## Start DATASET RECORDS
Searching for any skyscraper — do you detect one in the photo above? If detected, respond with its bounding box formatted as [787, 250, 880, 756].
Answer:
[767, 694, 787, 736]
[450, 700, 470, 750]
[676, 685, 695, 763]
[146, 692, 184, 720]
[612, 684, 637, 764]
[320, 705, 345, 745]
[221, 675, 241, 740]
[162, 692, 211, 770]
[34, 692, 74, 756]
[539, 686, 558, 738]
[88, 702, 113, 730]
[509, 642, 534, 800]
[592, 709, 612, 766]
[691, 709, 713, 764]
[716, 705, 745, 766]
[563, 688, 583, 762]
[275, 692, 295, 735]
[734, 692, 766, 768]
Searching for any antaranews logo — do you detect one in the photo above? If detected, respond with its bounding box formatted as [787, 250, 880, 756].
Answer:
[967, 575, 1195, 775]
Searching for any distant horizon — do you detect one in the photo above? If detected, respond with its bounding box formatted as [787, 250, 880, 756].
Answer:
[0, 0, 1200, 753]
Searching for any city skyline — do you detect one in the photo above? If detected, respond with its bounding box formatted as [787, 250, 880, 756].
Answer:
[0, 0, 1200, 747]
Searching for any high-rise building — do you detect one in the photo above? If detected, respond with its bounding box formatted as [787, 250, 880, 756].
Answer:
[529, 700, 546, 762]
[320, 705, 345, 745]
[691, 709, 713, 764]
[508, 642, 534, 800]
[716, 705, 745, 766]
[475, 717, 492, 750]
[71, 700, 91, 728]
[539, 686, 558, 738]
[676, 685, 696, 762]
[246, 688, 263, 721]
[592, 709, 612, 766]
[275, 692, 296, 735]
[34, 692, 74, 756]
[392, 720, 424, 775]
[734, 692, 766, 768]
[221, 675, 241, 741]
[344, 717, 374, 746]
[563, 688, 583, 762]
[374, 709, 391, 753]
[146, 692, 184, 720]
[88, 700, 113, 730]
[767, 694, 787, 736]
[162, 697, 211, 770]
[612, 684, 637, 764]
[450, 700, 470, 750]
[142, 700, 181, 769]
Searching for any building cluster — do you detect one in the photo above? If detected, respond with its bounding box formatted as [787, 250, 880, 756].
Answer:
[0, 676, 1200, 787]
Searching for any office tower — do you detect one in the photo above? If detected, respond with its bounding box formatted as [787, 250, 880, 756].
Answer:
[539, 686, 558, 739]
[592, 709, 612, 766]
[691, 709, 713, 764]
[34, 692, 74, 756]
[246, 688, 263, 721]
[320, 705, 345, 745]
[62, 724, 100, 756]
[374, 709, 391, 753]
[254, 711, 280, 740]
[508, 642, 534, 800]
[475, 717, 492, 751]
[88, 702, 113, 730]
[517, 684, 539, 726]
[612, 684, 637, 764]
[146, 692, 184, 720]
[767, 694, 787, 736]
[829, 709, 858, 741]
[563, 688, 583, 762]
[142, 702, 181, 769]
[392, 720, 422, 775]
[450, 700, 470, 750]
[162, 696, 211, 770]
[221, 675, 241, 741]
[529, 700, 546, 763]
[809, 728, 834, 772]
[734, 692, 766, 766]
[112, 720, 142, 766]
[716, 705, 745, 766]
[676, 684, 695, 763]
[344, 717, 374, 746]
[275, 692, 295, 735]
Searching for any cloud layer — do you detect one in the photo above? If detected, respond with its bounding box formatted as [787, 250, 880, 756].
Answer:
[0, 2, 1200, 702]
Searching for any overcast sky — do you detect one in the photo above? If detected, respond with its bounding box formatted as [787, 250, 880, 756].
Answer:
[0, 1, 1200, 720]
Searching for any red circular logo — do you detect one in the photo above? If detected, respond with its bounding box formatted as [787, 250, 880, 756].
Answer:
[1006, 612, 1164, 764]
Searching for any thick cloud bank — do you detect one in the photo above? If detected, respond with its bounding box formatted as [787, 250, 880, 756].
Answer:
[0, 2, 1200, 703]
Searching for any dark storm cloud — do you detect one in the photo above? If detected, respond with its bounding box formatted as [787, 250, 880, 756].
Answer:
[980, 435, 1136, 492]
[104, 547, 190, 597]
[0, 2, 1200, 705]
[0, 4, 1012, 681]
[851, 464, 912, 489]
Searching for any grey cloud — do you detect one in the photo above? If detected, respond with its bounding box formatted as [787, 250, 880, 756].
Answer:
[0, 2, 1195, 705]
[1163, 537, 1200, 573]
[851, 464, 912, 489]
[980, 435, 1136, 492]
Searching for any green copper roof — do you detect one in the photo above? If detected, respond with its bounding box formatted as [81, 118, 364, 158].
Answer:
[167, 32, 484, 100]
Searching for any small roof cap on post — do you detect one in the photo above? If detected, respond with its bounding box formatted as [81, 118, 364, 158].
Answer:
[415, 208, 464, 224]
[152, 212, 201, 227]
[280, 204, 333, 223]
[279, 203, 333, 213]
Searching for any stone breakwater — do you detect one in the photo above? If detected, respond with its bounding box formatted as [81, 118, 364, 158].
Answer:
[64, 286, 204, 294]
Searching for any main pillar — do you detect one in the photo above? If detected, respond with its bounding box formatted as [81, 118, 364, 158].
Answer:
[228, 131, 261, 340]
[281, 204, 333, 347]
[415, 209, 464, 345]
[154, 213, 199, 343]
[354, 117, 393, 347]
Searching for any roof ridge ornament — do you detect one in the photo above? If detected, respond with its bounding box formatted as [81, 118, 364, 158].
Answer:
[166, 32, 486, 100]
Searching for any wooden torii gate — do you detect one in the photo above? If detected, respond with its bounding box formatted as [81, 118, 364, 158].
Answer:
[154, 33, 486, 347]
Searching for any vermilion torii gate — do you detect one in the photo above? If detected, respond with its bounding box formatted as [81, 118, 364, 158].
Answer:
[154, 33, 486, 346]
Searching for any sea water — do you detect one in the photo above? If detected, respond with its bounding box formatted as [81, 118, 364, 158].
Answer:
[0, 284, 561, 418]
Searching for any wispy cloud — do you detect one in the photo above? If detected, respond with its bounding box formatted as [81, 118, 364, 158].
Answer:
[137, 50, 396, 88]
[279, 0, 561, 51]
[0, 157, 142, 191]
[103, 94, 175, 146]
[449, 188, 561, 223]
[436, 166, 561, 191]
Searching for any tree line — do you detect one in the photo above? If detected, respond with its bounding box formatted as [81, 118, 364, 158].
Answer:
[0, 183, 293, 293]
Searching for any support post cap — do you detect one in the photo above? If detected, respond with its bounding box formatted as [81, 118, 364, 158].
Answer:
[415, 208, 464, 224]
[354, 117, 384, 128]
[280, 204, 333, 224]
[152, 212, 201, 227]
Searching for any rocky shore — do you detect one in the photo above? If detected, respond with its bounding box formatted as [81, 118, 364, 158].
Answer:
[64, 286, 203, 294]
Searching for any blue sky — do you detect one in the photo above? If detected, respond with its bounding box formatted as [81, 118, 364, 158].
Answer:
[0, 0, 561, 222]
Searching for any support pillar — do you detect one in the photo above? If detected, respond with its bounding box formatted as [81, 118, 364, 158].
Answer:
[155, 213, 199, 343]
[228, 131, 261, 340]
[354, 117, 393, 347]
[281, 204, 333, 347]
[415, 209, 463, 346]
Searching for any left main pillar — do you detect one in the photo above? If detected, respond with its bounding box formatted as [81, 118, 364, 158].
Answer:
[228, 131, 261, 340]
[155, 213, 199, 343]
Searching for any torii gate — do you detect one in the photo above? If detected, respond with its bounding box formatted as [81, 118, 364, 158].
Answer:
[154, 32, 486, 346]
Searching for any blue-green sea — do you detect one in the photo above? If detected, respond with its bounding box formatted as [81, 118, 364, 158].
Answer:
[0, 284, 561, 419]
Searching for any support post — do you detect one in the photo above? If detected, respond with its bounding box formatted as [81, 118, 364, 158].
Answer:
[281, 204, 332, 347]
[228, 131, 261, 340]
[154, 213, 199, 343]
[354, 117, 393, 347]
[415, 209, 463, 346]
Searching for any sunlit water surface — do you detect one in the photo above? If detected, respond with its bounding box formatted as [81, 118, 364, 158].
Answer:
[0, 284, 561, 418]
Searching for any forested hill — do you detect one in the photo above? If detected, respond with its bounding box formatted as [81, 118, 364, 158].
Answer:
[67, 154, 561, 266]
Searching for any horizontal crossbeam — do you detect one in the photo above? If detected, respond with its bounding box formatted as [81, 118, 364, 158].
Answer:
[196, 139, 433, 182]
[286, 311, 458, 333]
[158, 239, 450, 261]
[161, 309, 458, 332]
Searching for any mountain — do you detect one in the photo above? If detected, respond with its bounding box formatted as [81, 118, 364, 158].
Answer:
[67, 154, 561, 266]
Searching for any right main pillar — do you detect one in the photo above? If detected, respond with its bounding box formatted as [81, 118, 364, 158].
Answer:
## End DATASET RECORDS
WHAT YOU HAVE TO DO> Rewrite the items from the line with "Searching for any wispy" to the line with "[436, 166, 561, 191]", replacing "wispy cloud" with "thin cloud" and leaving everything else the same.

RESPONSE TO THIS TASK>
Searching for any thin cloud — do you detect one in the photo above? If detected, respond with its bounding box formatted as [81, 118, 364, 158].
Answer:
[137, 50, 396, 88]
[279, 0, 561, 51]
[0, 157, 142, 191]
[103, 94, 175, 146]
[449, 188, 561, 223]
[436, 166, 561, 191]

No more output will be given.